Excerpt:
──────

Sarajevo, Bosnia & Herzegovina
We arrived in Sarajevo in the evening of the 2nd of August, after a longer drive than we had expected. Whilst it is less than 200km in distance, the single-lane curvy mountain roads took us some good 4 hours to reach the capital of Bosnia & Herzegovina. We found a cozy little appartment close to the new city center via Airbnb that hosted us for 3 nights. The idea was to have full day to discover the city, but we also had a sepcial occasion to celebrate: Our daughter’s 10th birthday!
The city of Sarajevo is the home of its around 275.000 inhabitants, with around half a million people living in the nearby municipalities. It’s the political, financial and cultural center of Bosnia & Herzegovina. In the previous post, I had mentioned the religious diversity we experienced in Bosnia & Herzegovina, which is fully visible in its capital, as well, and given the long history of that diversity, the city’s nickname “Jerusalem of Europe” seems quite suitable. Evidence of early settlment goes back to prehistoric times, but the city as it stands today dates back to the 15th century, when the Ottomans expanded their empire. “Saray” means “palace” in Turkish, and there are different interpreations where the ending “evo” originates from. After a multiple century rule by the Ottomans, Austria-Hungary occupied Sarajevo in 1878. It was just 36 years later, when Sarajevo moved into the global spotlight, when the assassination of Franz Ferdinand of Austria and his wife Sophie led to the eruption of World War I.
In 1984 Sarajevo again moved into global focus, this time for a much more favourable occasion, as it was hosting the world for the Winter Olympics. A highlight for the city in socialist Yugoslawia, causing a tourism boom and making the 1980’s to the most prosperious decade in the history of the city. This boom obviously came to a tragic full stop with the start of the Bosnian War and the siege of Sarajevo in 1992.
On our first evening, after unpacking the essentials from the car, we took a long walk from the new city center to the old city center and we were completely amazed by the positive vibe we encountered on this fairly warm Saturday evening. The streets were full of people. Cafes, restaurants and bars packed with young people enjoying the vibe as much as we did. Incredible to think that there was a full blown war going on in these streets just 30 years ago, with the infamous “sniper alley” (https://en.wikipedia.org/wiki/Sniper_Alley) just around the corner. Whilst murals such as the “Free Srebrenica” one and massive grenade holes in some older buildings have left permanent traces of the tragic war and genocide, it is obvious that this doesn’t necessarily impact the day to day life of a younger Bosnian generation. We grabed a burger at a local burger joint (the best one ever, according to my son), did some very minor shopping and went back to our apartment. Once the kids went to bed, we prepared the living room for our daughter’s birthday the next day, having sneakily bought some decorations in a supermarket the day prior.

──────

Listed records:
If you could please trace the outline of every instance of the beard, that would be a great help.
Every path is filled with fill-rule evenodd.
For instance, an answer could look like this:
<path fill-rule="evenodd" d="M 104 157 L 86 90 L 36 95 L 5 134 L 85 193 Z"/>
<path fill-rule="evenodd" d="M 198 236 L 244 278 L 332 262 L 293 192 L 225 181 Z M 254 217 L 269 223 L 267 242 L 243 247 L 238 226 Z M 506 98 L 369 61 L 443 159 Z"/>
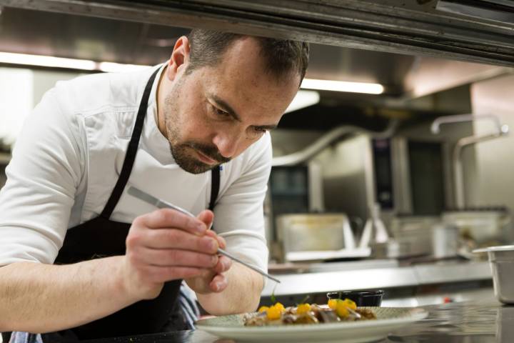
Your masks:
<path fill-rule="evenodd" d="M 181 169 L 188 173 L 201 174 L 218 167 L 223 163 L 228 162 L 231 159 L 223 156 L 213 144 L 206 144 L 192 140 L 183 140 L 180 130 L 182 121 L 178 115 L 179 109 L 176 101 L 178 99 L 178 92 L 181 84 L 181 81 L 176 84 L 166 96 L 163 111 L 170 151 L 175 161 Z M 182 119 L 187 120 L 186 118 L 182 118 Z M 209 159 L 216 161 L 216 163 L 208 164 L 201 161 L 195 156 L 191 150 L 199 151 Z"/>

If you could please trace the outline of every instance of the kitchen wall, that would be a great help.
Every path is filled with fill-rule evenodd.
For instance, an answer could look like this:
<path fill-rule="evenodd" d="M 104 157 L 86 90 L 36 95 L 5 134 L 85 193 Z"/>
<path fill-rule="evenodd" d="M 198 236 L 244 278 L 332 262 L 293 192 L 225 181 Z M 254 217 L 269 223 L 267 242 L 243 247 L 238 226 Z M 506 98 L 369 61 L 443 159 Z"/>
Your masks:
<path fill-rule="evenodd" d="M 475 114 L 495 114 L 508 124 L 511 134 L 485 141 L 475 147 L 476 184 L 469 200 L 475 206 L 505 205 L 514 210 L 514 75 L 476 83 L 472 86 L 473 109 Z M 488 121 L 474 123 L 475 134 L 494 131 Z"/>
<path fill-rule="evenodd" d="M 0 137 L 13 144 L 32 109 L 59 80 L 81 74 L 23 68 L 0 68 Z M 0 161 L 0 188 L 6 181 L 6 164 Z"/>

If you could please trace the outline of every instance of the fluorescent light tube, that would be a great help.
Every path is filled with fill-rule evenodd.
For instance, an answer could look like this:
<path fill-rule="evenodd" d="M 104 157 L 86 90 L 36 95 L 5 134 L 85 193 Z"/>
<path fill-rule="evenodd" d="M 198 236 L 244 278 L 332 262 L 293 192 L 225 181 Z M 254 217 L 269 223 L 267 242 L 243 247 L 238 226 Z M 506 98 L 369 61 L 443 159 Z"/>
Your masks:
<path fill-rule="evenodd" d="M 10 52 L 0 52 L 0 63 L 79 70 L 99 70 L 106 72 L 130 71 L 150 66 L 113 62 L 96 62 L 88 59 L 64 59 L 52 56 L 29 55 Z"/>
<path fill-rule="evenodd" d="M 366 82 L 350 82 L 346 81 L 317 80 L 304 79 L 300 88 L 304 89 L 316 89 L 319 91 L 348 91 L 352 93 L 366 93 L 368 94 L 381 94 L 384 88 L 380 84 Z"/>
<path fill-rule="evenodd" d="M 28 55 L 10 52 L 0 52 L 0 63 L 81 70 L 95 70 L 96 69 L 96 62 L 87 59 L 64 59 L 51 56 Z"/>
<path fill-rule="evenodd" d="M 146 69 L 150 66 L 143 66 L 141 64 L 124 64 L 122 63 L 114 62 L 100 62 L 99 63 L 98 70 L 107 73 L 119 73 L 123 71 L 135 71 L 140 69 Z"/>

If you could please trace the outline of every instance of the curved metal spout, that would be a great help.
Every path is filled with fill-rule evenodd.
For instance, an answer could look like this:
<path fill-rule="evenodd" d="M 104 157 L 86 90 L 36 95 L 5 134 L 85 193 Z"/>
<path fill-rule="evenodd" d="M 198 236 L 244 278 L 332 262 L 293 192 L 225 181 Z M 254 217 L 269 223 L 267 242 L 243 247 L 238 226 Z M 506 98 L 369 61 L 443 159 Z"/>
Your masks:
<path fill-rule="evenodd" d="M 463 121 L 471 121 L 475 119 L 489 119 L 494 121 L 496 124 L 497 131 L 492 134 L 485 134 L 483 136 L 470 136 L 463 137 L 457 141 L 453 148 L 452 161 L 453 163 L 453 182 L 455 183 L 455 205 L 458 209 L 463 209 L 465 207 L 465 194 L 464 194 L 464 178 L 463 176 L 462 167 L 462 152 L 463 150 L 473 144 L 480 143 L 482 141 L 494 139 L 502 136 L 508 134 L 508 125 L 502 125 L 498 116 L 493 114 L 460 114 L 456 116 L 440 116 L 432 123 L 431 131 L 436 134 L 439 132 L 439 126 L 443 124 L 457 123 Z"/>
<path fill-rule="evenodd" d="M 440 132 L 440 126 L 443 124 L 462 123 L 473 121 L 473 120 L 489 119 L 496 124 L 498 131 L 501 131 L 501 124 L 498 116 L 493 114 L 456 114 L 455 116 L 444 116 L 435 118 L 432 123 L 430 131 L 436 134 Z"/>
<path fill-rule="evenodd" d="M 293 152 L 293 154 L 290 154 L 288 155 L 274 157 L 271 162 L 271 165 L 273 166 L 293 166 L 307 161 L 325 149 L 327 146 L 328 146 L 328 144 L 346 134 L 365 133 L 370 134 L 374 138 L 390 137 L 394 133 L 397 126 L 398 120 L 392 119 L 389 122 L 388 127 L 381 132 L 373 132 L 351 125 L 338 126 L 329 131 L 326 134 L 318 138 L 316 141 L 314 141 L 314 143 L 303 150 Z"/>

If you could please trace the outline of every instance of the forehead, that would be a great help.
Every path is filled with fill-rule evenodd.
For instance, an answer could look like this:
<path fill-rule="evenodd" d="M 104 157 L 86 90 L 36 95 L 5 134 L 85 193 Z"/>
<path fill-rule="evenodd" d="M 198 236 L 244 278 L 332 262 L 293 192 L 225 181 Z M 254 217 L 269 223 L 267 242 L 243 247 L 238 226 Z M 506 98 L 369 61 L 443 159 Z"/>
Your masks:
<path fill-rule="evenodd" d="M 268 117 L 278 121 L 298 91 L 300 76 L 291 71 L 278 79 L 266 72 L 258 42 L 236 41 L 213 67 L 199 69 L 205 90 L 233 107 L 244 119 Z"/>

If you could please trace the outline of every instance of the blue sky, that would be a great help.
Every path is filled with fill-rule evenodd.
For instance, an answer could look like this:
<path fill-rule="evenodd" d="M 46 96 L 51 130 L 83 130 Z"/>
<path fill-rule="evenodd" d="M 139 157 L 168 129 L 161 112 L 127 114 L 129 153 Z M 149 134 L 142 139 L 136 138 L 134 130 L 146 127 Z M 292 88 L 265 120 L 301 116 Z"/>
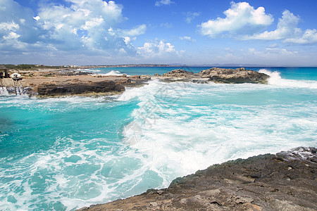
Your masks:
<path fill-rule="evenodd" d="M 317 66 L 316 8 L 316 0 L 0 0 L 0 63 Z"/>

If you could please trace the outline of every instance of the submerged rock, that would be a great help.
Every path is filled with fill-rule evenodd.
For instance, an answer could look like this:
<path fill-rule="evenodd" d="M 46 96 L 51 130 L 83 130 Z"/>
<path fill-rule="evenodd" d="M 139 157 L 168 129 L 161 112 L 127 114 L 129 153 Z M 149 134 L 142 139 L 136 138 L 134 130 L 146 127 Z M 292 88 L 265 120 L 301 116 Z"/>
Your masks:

──────

Instructions to follow: Say whether each statement agrees with the Sarajevo travel post, answering yes or no and quoting the words of the post that decide it. 1. The drive to Sarajevo took about four hours. 2. Sarajevo hosted the Summer Olympics in 1984. 3. Austria-Hungary occupied Sarajevo in 1878.

Exercise result:
1. Yes: "took us some good 4 hours to reach the capital of Bosnia & Herzegovina"
2. No: "it was hosting the world for the Winter Olympics"
3. Yes: "Austria-Hungary occupied Sarajevo in 1878"